#### [提示テキスト]
- - -

そこで今回、レッチリをこよなく愛するYouTuberみのと、[Alexandros]の元ドラマーで現在はスタイリスト、音楽プロデューサー、ライターとして幅広く活動している庄村聡泰に、レッチリの魅力やライブの見どころなどたっぷりと語り合ってもらった。
ヒレル・スロヴァクからジョシュ、ジョン・フルシアンテまで
強烈な歴代メンバーをみの&庄村聡泰が語る
――お二人は、どんなきっかけでレッチリと出会ったんですか?
みの:初めて知ったのは 15、6歳の頃、ちょうど『バイ・ザ・ウェイ』(2002)がリリースされた時でした。ただ、そこからさかのぼっていって『母乳』(1989)と『ブラッド・シュガー・セックス・マジック』(1991)こそが至高、みたいな感じでした。
世の中的にはやっぱり、ジョン・フルシアンテが最初に復帰した『カリフォルニケイション』(1999)が人気じゃないですか。イントロやヴァースがヘヴィなミクスチャーサウンドでも、サビはポップみたいな路線に馴染むまでちょっと時間がかかりましたね。思春期を過ぎてからかな、良さがわかるようになったのは。
庄村:俺は、高一か高二くらいで洋楽に興味が出てきて、友達にバーっと借りたアルバムの中に『ワン・ホット・ミニット』(1995)が入っていたんです。そこから入ったので俺も結構特殊で、長らくデイヴ・ナヴァロ派だったんですよ(笑)。このアルバムにはフリーがベースの弾き語りを披露した「ピー」という曲も入っていて、4人が好き勝手やっててちょっと喧嘩腰で(笑)、その危うい感じも好きでしたね。当時の俺は軽音部に所属していて、みんなこぞって「エアロプレイン」のベースを弾きたがってた。そんなこともあって、一番思い入れのあるアルバムです。
――お二人にとってレッチリの魅力はどんなところにありますか?
みの:やっぱり、楽器を弾く人たちからの支持が熱いバンドというイメージですよね。特にベースとギターが人気なのかな。
庄村:ドラマーにもファンは多いよ。いわゆる「一打入魂」系の人は、大抵チャド・スミスが好き。アレキ([Alexandros])の今のドラマー、リアド偉武もチャド大好きだからね。セッティングも一時期真似していたくらいだし(笑)。
みの:そうか、どのパートも影響力は絶大と言うことですね。特にジョン・フルシアンテ。彼のように、ロックの王道をルーツとして紹介してくれるプレイヤーは当時まだ少なかったと思うんですよ。土臭いギターソロとか弾きながら、その後ろにミスフィッツまで感じさせるレアな存在というか。アリス・イン・チェインズとかもっとメタルだし。

- - -

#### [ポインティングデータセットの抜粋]

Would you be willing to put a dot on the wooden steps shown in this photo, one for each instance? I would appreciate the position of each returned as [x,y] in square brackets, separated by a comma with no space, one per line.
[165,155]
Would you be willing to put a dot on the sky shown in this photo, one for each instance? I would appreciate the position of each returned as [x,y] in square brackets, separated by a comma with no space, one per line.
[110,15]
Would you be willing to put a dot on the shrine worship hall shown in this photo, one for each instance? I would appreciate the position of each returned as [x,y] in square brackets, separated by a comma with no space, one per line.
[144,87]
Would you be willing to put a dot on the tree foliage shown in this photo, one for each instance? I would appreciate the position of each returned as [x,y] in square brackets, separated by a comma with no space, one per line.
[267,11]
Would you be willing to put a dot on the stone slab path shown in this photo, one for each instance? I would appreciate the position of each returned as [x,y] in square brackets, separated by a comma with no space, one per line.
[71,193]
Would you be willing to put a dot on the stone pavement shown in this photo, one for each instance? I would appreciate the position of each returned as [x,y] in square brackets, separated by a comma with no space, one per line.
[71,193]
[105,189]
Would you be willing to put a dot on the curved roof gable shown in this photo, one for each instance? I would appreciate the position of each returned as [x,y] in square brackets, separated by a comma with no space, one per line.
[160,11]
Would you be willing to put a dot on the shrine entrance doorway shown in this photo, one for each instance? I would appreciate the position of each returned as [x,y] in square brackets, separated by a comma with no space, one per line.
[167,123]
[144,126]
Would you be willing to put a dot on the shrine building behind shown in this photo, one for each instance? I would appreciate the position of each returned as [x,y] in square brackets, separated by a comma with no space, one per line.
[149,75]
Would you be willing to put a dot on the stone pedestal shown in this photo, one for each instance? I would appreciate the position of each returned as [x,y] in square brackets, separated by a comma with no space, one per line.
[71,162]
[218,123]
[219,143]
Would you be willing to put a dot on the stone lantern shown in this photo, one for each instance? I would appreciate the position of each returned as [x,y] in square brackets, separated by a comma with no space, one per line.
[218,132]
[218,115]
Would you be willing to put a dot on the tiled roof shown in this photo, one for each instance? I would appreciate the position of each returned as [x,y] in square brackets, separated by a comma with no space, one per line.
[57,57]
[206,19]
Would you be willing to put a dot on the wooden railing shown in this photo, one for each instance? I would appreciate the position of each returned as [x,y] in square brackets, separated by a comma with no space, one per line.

- - -

#### [設問 1]
レッチリ対談の本文について、次の問いに答えてください。
(a) みのがレッチリを初めて知った頃にリリースされたアルバムは何ですか。
(b) 庄村が友達から借りたアルバムの中に入っていたレッチリのアルバムは何ですか。
(c) [Alexandros]の今のドラマーで、チャド・スミスが大好きだと述べられているのは誰ですか。
#### [設問 2]
レッチリをめぐる対談の本文について、最後の発言に続く部分を書いてください。

#### [解答例 1]
(a) 『バイ・ザ・ウェイ』(2002)
(b) 『ワン・ホット・ミニット』(1995)
(c) リアド偉武

#### [解答例 2]
庄村:ああ、なるほどね。たとえば「アラウンド・ザ・ワールド」の、あのコーラス部分だけ抜き取ってみると、ちょっと10ccやELOっぽかったりするじゃない? サイケとかドリームポップ的な要素も感じるし、色々ディープなところから抽出している感覚がフルシアンテにはあるんだよね。みのくんが言ったように、ミスフィッツの匂いさえするっていう。フガジとかも好きだからあんなペナペナなギターを弾くのは(笑)、そうやっていろんなジャンルを混ぜているからだろうなと。
『カリフォルニケイション』(1999)収録
――フリーはどうですか?
庄村:フリーといえば、やはり「発音の良さ」に尽きると思っていて。ベースのフィンガーのタッチ、ミュートピッキングとかすごい音出てるじゃないですか。「パラレル・ユニヴァース」の連打とか、ただルート音を16分音符で弾いているだけなんだけど、めちゃくちゃキレがいいんですよね。彼のベースとチャドのドラムのコンビネーションが、レッチリならではの妙技だと思っています。
で、そんな凄腕プレイヤーたちの高度な演奏力やアレンジ能力を、偉大なる凡才アンソニー・キーディスがあの鼻声の平熱ボーカルで歌うからこそ、レッチリになるんだよなと(笑)。そこもすごく大事な要素だと思っていて。
みの:そうですね。アンソニー・キーディスには「抜け感」があるというか。ものすごく乱暴にいうと、たとえばレッチリのボーカルがクリス・コーネル(サウンドガーデン)だったら成立しない。
庄村:ほんとそう。レイン・ステイリー(アリス・イン・チェインズ)でも成立しない(笑)。彼のあの「いなたさ」や器の大きさ……きっと超音楽オタクとかでもまったくないし、レッチリというと、ギターやベース、ドラムのことばかり取り沙汰されるけど、俺はずっとアンソニー推しだから。なんていったってアンソニーは、ステージングがめちゃくちゃかっこいいからね。
――アンソニーやフリーと共にバンドを立ち上げた、初代ギタリストのヒレル・スロヴァクはどんな印象ですか?
みの:もっと語られるべきギタリストですよね。「ミクスチャー」は和製英語ですが、当時はああいった「ラップメタル」のバンドって本当に少なかったわけで。『フリーキー・スタイリー』(1985)はジョージ・クリントンがプロデュースしていますが、「足し算の理論」みたいなあの荒唐無稽のデコトラサウンドは、もろPファンクのノリじゃないですか。
庄村:確かに(笑)。今のファンクってもっとお金がかかっているしモダンで洗練されたサウンドだけど、その真逆をやっているのが当時のレッチリだったよね。『ジ・アップリフト・モフォ・パーティ・プラン』(1987)とかまさにそう。
みの:そこでのヒレルのギターは、フリーのベースと共に要だったし、亡くなってからもその「精神性」はずっと引き継がれてきてるんじゃないかと思います。
――デイヴ・ナヴァロはどうでしょう。
庄村:さっきも言ったけど、あの人って常に喧嘩腰というか(笑)。超目立ちたがりなんですよね。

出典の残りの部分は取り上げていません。